# REQUEST 1
Answer these about the station leaders' remarks:
(a) Where did Jenny Wressell grow up?
(b) What do people at Mawson station use for riding across the sea ice?
(c) How long has Ali Dean been working in the Antarctic?
# REQUEST 2
Copy the station leaders' remarks between "Jenny Wressell, Mawson" and "before we leave.", inclusive, without changing a word.

# SELECTED PASSAGE
-- begin --

Jenny Wressell, Mawson station leader:
I applied to be a station leader because I grew up in Tasmania, I grew up seeing auroras on the horizon just every now and again and it was enough to make me always want to go to Antarctica. So at Mawson station we use the quad bikes for riding across the sea ice and Auster Rookery is actually one of the biggest emperor penguin rookeries in Antarctica and that’s one of our major research projects over the summer and winter season. They’re also one of our main vehicles for getting out into the field and for recreational activities, so they’re really important to learn how to ride them safely here in Hobart before we leave.
Ali Dean, Davis station leader:
I’m a geologist, so I was working in the outback of Australia before I applied to work in the Antarctic and I’ve now been working down there for 15 years, so it is a big part of my life. Being a station leader I’m involved in every aspect of Antarctic work, from the maintenance programs through to some of the remote field programs. There’s a lot of training that we get, and we get it every time we go to Antarctica, and there’s some things that you might not consider, even down to hydroponics. We have a hydroponics facility at each of the stations and that helps to provide us with greens through the winter, it’s an amazing place to go, it’s lovely and light and humid so it’s always a favourite of the expeditioners.

-- end --

# GIVEN RECORDS
-- begin --

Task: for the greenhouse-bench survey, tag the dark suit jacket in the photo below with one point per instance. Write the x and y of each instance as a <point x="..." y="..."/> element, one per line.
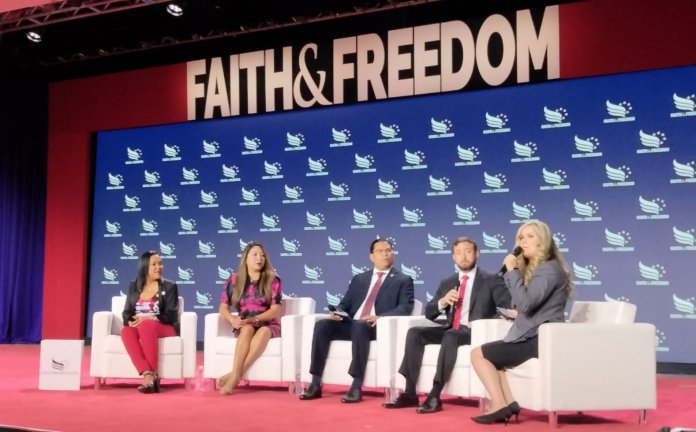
<point x="488" y="292"/>
<point x="168" y="303"/>
<point x="395" y="297"/>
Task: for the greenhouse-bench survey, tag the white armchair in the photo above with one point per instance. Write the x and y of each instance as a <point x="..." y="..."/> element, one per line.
<point x="109" y="359"/>
<point x="280" y="361"/>
<point x="600" y="360"/>
<point x="380" y="369"/>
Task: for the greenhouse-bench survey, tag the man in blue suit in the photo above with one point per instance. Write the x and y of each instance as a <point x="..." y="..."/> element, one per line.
<point x="383" y="291"/>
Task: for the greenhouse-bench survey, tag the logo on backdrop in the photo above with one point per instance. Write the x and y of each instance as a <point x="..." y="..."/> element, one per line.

-- end --

# TASK RESPONSE 1
(a) Tasmania
(b) Quad bikes
(c) 15 years

# TASK RESPONSE 2
Jenny Wressell, Mawson station leader:
I applied to be a station leader because I grew up in Tasmania, I grew up seeing auroras on the horizon just every now and again and it was enough to make me always want to go to Antarctica. So at Mawson station we use the quad bikes for riding across the sea ice and Auster Rookery is actually one of the biggest emperor penguin rookeries in Antarctica and that’s one of our major research projects over the summer and winter season. They’re also one of our main vehicles for getting out into the field and for recreational activities, so they’re really important to learn how to ride them safely here in Hobart before we leave.